● DOCUMENT SEGMENT:
--- Begin ---

# Spider Web-Like Algae/Fungus? Dry start DHG



## Adamjlx (Jul 15, 2013)

Hi guys,

I just started to grow my Dwarf Hair Grass (DHG) with the dry start method.

Day 1 - I planted them in (No issues). 

Day 2 - Growth overnight already (No issues). 

Day 3 - I start to see these spidery web things growing. They even grow on the substrate (Using ADA Amazonia)

What on earth are these things? been searching all over the internet, but there isn't much information on these or how to get rid of them. 

I cover my tank with the tank cover, and maybe it's due to not enough oxygen getting into the tank? 

I just opened the top to let oxygen go in, and i noticed the threads on the DHG started to wither and die...but not sure. Going to keep a eye on it. 

Insight and help would be appreciated! 

I used to try to plant HC, and these webs just dominated them overnight...

Thanks everyone!! )


----------



## pikachux3 (Feb 1, 2013)

try swabbing it with h202


----------



## jjt (Jan 5, 2013)

Maybe mold? 

Sent from my SAMSUNG-SGH-I317 using Tapatalk 2


----------



## AnotherHobby (Mar 5, 2012)

Mold. It will kill your HC if you don't stop it, and fast. Is the saran wrap top on your tank completely sealed up? You need to have good air exchange.

--- End ---

● OBJECTIVE 1: From the forum thread on the dry-start hair grass, extract the passage between "I just started" and "into the tank?", inclusive.
● OBJECTIVE 2: Determine whether each statement agrees with the forum thread, answering yes or no and quoting the words of the thread that decide it: (a) The original poster used ADA Amazonia as the substrate. (b) The web-like growth first appeared on Day 2. (c) AnotherHobby states that the tank needs good air exchange.

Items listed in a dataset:
--- Begin ---

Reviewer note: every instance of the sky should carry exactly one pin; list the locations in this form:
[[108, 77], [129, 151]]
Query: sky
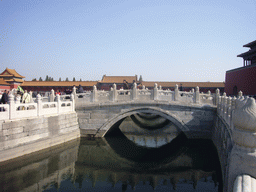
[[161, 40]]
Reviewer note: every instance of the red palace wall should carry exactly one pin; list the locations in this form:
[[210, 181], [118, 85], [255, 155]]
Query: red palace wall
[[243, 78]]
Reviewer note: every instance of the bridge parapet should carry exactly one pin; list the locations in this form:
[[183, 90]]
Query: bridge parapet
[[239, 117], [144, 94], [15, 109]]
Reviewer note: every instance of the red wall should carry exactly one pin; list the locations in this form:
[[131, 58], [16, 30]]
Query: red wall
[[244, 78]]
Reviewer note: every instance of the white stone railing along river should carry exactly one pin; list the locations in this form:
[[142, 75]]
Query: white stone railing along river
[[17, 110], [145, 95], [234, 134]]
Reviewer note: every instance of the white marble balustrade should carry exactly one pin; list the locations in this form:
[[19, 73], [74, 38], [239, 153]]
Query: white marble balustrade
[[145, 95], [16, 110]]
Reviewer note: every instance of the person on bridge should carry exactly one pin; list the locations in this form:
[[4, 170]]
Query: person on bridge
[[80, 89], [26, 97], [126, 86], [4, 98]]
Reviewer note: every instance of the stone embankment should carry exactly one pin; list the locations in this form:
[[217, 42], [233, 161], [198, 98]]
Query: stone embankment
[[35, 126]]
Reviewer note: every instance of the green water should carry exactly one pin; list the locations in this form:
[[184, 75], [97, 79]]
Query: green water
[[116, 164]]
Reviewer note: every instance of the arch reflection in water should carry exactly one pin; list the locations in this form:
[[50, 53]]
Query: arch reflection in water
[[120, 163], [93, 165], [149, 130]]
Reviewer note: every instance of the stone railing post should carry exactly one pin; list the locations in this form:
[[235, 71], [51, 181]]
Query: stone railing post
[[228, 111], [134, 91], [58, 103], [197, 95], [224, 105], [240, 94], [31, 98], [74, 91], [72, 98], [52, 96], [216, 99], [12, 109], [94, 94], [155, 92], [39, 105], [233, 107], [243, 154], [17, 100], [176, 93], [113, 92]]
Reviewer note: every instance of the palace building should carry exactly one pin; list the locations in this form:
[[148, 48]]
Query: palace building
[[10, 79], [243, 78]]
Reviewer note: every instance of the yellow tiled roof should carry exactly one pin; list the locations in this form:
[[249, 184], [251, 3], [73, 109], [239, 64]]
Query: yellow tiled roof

--- End ---

● PROBLEM SOLUTION 1:
I just started to grow my Dwarf Hair Grass (DHG) with the dry start method.

Day 1 - I planted them in (No issues). 

Day 2 - Growth overnight already (No issues). 

Day 3 - I start to see these spidery web things growing. They even grow on the substrate (Using ADA Amazonia)

What on earth are these things? been searching all over the internet, but there isn't much information on these or how to get rid of them. 

I cover my tank with the tank cover, and maybe it's due to not enough oxygen getting into the tank?

● PROBLEM SOLUTION 2:
(a) Yes: "Using ADA Amazonia"
(b) No: "Day 2 - Growth overnight already (No issues)." and "Day 3 - I start to see these spidery web things growing."
(c) Yes: "You need to have good air exchange."